After the Savage love fiasco earlier in the year, Eugene Weekly is in hot water again for one of its syndicated columns, this time “Ask a Mexican!”* by Gustavo Arellano. Community activists are calling for EW to stop running the column, and the paper’s letter section has been flooded with angry complaints for weeks now.

Last week, EW ran a cover story on Arellano and his column, giving the author a chance to defend himself. Here’s a snippet of what he had to say:

The point [of my column] is to debunk the stereotypes that people do have about Mexicans, to aggressively go after racists, but at the same time, do it in a way that people will want to read it every week and get entertained — whether it’s Mexicans laughing at ourselves or people laughing at stupid racists or at stupid questions. 

Poor Arellano. He has no idea how people in Eugene think, does he? We’re not allowed to laugh at anything like that ever! Outrage predictably continued unabated. According to this week’s story in EW, members of the paper recently met with concerned community leaders, including local Latino activists, who demanded that EW pull the column and replace it with content from local Latino sources.
################
### EXERCISE REQUIREMENTS
**A)** From Arellano's quoted words in the Eugene Weekly passage, list every kind of laughter he names.
**B)** Please continue the Eugene Weekly passage from its last sentence, keeping its tone.

### SUPPLIED RECORDS
################
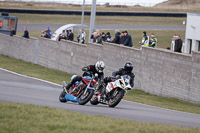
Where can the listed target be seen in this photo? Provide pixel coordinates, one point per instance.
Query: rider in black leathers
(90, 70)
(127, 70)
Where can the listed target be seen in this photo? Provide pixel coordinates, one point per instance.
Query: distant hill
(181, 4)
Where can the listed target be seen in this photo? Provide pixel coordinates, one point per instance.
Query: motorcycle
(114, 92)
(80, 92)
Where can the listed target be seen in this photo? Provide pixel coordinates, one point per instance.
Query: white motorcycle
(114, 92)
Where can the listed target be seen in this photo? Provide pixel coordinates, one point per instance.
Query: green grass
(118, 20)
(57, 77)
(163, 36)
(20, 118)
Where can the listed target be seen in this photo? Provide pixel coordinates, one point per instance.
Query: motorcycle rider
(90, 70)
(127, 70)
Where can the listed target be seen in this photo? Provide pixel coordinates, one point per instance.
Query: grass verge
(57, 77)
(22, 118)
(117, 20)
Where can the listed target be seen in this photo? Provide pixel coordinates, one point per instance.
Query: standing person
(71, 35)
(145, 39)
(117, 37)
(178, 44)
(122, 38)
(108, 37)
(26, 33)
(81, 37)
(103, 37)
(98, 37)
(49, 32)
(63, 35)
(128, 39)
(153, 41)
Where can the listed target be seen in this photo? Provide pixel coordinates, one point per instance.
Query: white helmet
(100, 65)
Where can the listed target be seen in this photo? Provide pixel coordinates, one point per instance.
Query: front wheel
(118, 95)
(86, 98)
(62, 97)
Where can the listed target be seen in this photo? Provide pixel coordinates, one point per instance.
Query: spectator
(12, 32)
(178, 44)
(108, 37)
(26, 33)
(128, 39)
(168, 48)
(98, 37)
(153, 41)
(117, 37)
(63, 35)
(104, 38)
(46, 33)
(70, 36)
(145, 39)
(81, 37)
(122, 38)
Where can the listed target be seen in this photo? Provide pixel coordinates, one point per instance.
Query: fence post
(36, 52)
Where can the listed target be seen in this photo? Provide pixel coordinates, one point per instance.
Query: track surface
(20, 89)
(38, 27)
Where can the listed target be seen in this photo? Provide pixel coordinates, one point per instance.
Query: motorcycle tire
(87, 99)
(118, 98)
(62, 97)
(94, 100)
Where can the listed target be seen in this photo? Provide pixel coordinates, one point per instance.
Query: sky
################
### TASK RESPONSES
**A)**
- Mexicans laughing at themselves
- People laughing at stupid racists
- People laughing at stupid questions

**B)**
As a real, honest-to-god Mexican, Arellano fields questions that range from the silly (Why do Mexican girls scream out “papi” during sex?) to the honest (Why do Mexican restaurants in the U.S. use yellow cheese instead of traditional white cheese?) to the downright racist (Why do you wetbacks keep stealin muh’ job?). His column is nationally syndicated in 32 papers, and it has won several awards, including the National Hispanic Media Coalition’s Impact Award for Excellence in Print Journalism.

While most people seem to be of the opinion that Arellano is either the funniest thing since groin injuries or some sort of evil, shapeshifting reptile, I will take the middle road and say that he’s kind of funny. He approaches immigration, race and racism in a satirical way that’s, frankly, refreshing after years of weepy protest marches and pot-bellied hicks sitting in the desert with rifles.

And that’s the reason, I think, that Arellano pisses so many people off. He doesn’t fit in progressives’ neat, little box of what a pro-immigrant, pro-immigration voice should sound like. He doesn’t write about The Cause with absolute seriousness and gravity. It’s the same reason that people got butthurt over Savage Love. Neither writer is afraid to make fun of his group (Mexicans and gays, respectively) or throw in an off-color joke.

And so the deluge of hand-wringing and tears begins, with progressives responding stereotypically by calling both columnists “hateful,” “cruel” and, in Arellano’s case, “racist.” While “Ask a Mexican!” isn’t the greatest, let’s hope that EW doesn’t bow to community pressure and pull it. If they did, it would only mean more of EW‘s “news coverage” or another local columnist (shudder).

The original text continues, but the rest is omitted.